Problem to work on
Update everything from the line containing "Highlight the dense" down to the end of the entries: reproduce those lines with "bounding box" changed to "enclosing rectangle" and nothing else altered.

Provided records
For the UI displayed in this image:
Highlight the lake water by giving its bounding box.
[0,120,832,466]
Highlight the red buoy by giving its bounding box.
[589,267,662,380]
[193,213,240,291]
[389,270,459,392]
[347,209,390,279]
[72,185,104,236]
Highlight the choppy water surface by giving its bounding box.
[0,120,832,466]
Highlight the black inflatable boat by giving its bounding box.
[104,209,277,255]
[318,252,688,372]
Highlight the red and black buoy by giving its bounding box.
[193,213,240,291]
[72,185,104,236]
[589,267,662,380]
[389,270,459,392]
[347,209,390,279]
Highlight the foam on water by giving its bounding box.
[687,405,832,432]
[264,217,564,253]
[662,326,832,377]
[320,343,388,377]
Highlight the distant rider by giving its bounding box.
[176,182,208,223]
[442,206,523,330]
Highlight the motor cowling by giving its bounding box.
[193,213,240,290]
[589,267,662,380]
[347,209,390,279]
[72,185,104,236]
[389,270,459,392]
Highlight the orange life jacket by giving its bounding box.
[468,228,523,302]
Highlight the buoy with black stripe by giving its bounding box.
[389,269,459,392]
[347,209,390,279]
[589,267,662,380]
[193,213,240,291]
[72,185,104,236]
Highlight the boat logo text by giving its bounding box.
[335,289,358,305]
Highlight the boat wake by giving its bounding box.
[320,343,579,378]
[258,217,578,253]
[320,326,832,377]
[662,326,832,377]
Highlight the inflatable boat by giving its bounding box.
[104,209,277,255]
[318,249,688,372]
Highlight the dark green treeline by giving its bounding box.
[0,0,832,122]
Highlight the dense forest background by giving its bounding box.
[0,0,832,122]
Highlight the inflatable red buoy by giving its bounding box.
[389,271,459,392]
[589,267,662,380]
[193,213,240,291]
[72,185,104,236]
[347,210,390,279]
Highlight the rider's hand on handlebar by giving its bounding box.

Exercise result
Highlight the dense forest background by giving its enclosing rectangle.
[0,0,832,122]
Highlight the inflatable red buoy by giving its enclosing rectangle.
[389,271,459,392]
[589,267,662,380]
[193,213,240,291]
[72,185,104,236]
[347,210,390,279]
Highlight the rider's hand on handlebar by giving its enclosing rectangle.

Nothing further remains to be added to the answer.